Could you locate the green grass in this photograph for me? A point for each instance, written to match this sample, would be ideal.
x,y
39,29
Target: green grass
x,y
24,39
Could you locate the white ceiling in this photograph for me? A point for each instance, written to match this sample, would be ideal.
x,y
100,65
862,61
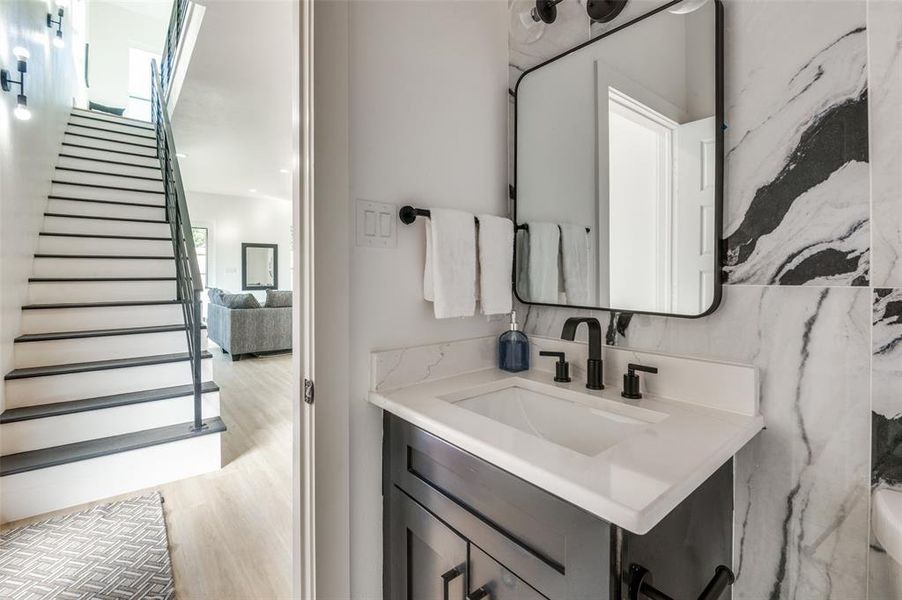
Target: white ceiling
x,y
233,115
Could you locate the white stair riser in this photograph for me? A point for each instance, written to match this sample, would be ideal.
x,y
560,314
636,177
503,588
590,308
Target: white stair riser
x,y
96,193
71,207
90,152
75,386
99,291
63,352
119,147
47,432
103,267
113,168
44,490
115,136
54,244
48,320
83,112
101,179
105,227
76,119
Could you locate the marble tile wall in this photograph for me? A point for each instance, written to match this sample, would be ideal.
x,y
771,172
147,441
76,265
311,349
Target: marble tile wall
x,y
813,223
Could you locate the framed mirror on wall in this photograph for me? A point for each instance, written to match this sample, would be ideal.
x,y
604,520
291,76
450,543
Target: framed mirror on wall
x,y
259,266
619,168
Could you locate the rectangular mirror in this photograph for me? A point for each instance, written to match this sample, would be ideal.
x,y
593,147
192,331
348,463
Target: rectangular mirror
x,y
259,266
619,168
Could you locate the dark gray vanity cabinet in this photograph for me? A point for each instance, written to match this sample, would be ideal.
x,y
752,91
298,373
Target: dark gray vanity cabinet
x,y
457,527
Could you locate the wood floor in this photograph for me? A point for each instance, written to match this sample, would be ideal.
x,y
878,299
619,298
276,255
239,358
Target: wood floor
x,y
230,531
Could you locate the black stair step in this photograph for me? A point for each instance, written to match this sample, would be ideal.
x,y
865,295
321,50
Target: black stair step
x,y
99,304
71,145
95,114
104,256
106,187
57,409
106,236
137,135
74,335
94,279
109,162
33,460
95,137
97,217
117,202
107,173
100,365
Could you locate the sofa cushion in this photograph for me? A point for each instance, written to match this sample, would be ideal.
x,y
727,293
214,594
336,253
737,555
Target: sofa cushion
x,y
278,298
239,301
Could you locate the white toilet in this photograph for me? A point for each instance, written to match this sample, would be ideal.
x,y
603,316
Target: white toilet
x,y
886,523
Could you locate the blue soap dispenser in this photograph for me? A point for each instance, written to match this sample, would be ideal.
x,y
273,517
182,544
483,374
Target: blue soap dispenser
x,y
513,348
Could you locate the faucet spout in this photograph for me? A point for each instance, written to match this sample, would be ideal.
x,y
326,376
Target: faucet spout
x,y
594,366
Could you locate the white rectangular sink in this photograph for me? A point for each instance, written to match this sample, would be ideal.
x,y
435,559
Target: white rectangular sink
x,y
556,415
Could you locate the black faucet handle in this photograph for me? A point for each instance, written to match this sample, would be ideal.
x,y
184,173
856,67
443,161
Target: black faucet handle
x,y
561,367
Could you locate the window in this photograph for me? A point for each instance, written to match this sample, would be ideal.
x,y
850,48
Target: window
x,y
139,84
200,246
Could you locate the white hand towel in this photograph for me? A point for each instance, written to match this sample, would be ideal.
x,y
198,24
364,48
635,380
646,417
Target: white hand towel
x,y
575,262
449,279
496,257
544,249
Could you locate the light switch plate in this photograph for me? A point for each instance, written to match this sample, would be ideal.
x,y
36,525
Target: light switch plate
x,y
377,224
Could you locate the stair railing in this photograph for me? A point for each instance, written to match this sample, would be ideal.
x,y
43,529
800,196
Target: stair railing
x,y
189,285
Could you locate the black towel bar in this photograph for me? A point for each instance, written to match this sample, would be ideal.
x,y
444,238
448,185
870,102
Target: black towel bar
x,y
408,214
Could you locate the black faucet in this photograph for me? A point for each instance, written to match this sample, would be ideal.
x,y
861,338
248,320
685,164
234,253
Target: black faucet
x,y
594,375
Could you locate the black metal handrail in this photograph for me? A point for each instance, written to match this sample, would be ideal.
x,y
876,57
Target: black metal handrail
x,y
189,285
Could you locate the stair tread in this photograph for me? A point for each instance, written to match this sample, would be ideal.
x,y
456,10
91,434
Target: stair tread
x,y
22,462
105,256
98,201
99,304
106,236
88,333
100,365
56,409
100,218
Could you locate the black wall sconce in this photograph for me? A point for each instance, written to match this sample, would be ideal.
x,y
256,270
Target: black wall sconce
x,y
58,38
6,82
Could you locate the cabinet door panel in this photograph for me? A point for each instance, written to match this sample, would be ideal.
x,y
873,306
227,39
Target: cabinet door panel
x,y
428,560
499,582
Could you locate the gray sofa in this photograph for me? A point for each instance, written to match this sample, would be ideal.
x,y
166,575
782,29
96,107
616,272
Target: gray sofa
x,y
240,331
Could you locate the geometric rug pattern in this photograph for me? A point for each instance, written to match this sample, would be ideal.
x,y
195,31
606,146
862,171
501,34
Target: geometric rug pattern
x,y
114,551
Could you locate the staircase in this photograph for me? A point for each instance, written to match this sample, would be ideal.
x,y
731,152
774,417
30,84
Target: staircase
x,y
108,388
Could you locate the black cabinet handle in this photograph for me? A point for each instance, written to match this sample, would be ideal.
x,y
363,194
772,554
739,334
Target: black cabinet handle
x,y
447,578
479,594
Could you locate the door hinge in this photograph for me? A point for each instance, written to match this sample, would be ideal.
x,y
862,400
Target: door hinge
x,y
308,391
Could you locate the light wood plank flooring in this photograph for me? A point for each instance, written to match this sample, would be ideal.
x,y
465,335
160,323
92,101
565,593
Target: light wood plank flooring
x,y
230,531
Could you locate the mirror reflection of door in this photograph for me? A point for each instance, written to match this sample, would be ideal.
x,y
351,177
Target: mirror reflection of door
x,y
259,266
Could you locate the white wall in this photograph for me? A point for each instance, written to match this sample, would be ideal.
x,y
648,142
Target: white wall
x,y
428,125
112,30
233,220
28,149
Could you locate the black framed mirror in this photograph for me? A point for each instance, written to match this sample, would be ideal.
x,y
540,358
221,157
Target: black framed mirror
x,y
259,266
618,168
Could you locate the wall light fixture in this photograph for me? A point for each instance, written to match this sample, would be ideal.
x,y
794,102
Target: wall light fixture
x,y
58,38
6,82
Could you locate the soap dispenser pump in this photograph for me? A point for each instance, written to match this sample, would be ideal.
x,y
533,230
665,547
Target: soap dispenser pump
x,y
513,348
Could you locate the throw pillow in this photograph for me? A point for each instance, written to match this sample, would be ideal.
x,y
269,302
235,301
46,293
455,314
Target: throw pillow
x,y
278,298
240,301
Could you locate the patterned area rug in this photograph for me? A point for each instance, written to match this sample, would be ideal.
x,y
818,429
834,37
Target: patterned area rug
x,y
113,551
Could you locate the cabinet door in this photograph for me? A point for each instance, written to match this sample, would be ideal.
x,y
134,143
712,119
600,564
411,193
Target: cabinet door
x,y
428,561
489,580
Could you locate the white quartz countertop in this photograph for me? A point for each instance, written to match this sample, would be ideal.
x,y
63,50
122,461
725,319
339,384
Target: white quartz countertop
x,y
632,484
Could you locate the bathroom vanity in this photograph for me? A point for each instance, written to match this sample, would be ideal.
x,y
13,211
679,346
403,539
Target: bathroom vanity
x,y
514,486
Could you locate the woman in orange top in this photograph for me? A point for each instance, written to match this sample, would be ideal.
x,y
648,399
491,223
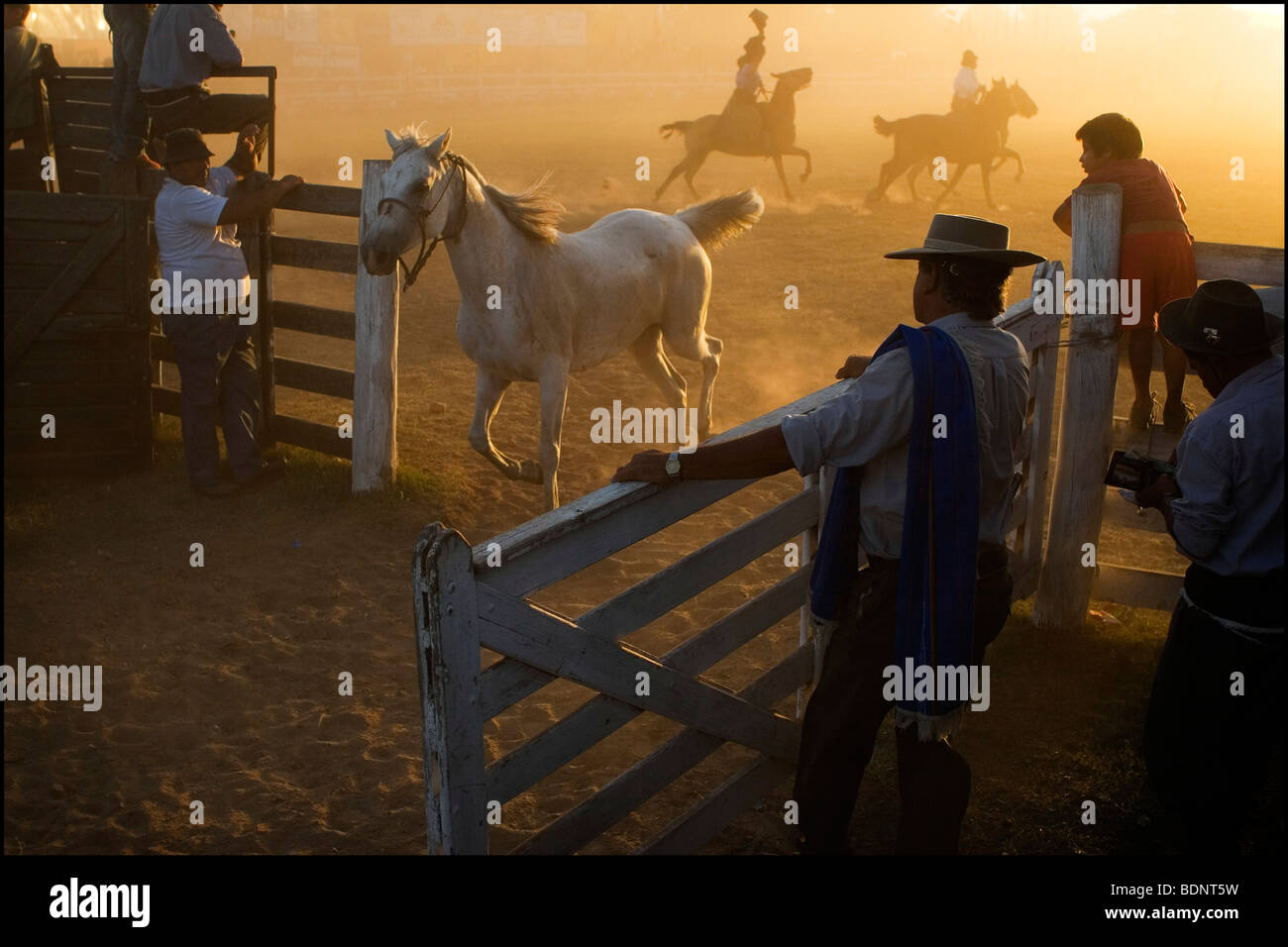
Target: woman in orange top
x,y
1157,249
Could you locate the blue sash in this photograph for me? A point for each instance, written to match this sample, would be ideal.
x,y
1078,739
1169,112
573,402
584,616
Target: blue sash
x,y
940,526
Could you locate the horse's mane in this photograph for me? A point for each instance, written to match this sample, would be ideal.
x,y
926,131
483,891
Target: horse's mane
x,y
533,211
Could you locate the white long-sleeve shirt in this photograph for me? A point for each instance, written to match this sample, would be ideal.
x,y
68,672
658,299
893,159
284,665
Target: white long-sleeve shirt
x,y
966,84
868,427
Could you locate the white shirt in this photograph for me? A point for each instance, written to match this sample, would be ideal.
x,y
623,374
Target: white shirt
x,y
188,234
868,427
966,82
1231,517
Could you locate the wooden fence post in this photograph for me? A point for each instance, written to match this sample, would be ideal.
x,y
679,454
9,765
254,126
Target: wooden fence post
x,y
375,357
1086,415
447,655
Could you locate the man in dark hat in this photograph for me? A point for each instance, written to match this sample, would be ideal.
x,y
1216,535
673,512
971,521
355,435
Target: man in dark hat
x,y
196,214
966,88
1216,712
925,446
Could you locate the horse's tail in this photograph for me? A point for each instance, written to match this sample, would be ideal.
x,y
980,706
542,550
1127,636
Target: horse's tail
x,y
884,128
717,222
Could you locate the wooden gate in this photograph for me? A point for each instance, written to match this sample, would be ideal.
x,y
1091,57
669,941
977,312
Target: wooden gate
x,y
467,599
76,381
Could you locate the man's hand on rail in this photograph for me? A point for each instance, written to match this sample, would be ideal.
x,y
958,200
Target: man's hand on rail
x,y
648,467
854,367
745,458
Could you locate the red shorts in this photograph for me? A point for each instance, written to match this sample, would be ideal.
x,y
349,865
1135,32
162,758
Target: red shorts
x,y
1163,262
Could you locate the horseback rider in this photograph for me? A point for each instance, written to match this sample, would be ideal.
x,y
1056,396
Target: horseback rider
x,y
742,115
966,88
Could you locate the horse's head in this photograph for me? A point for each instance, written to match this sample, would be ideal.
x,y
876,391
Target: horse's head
x,y
795,80
413,208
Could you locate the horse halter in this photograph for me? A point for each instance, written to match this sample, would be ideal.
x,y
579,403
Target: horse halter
x,y
421,215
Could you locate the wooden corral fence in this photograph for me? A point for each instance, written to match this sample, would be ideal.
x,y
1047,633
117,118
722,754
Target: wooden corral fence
x,y
80,110
464,600
80,119
75,334
1087,425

What is expected>
Reproduce word for word every line of the records from the line containing "Could you locate the horse halter" through the last line of the records, including both of those lines.

The response>
Could you locate the horse halter in this photograph for me? A point for each instance, written to match this sample, would be ideal.
x,y
579,403
Target: horse halter
x,y
421,215
Could you locate the wooden corral fence in this photograph for me? A point for each instance, written to match this sample, would be ideal.
x,y
1047,633
117,118
722,754
Target: wooden corral fence
x,y
80,110
464,600
80,119
75,334
1087,425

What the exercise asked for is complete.